WHAT IS NEEDED
Which lines in the listing below contain the word "belt"? Copy each of them in full.
----
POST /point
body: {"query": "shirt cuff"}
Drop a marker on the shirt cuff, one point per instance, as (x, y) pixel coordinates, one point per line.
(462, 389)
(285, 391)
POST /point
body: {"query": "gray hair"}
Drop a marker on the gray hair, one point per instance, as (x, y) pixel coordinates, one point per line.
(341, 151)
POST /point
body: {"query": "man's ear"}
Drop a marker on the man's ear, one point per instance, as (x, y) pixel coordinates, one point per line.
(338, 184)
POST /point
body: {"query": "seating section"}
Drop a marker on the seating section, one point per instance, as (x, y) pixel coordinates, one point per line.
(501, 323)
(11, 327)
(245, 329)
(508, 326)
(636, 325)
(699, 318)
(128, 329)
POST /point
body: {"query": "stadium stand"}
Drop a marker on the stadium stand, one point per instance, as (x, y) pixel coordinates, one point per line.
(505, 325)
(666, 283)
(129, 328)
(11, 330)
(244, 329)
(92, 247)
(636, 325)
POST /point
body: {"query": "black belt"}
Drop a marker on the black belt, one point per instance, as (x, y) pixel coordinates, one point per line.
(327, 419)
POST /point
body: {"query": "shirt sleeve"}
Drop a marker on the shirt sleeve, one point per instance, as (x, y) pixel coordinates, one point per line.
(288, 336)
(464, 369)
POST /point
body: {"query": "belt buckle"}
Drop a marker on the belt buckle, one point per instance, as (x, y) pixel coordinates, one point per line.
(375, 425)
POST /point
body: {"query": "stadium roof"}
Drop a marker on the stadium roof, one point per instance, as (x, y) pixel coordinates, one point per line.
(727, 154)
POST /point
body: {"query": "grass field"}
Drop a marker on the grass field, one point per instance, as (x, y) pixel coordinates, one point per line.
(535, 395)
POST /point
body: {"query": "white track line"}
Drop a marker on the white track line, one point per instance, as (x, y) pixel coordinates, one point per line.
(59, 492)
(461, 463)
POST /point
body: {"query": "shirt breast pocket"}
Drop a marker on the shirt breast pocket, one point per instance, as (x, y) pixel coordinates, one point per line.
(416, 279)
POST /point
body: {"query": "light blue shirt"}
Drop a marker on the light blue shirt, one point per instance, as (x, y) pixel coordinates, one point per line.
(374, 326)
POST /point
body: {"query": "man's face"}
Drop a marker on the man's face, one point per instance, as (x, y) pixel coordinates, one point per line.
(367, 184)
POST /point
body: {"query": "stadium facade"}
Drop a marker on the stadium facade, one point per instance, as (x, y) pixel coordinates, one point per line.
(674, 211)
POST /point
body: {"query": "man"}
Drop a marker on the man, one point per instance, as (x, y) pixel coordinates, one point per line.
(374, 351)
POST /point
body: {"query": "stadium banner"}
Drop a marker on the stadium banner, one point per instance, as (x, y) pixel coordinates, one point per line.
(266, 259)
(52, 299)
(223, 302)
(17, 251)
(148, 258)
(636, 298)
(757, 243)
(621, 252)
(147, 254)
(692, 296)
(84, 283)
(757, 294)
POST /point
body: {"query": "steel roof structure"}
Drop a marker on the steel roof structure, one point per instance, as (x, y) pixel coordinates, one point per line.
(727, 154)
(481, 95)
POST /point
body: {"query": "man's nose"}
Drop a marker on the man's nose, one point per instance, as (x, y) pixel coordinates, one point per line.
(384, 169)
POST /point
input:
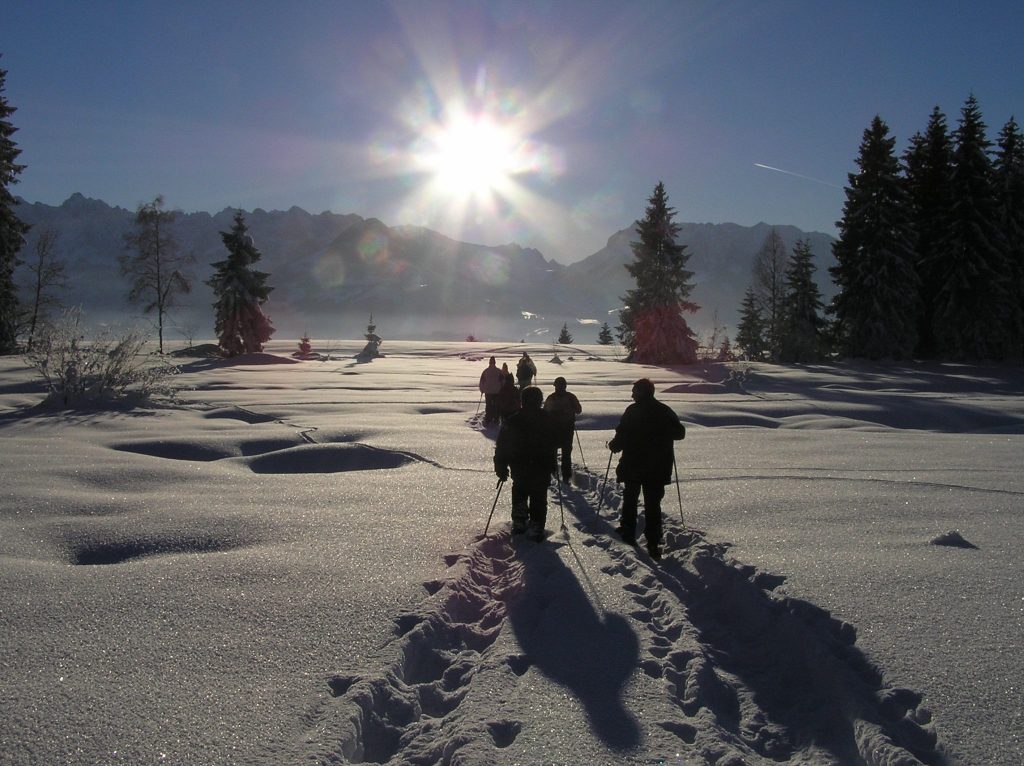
----
CORRECT RESPONSE
body: {"query": "black belt"}
Drop a marker on the black belt, one point per instance, as (x, y) pixel coordinates, one point per line.
body: {"query": "belt buckle"}
Drop a marker on the belt buckle, one point per instance, as (x, y) pixel coordinates, one point per line.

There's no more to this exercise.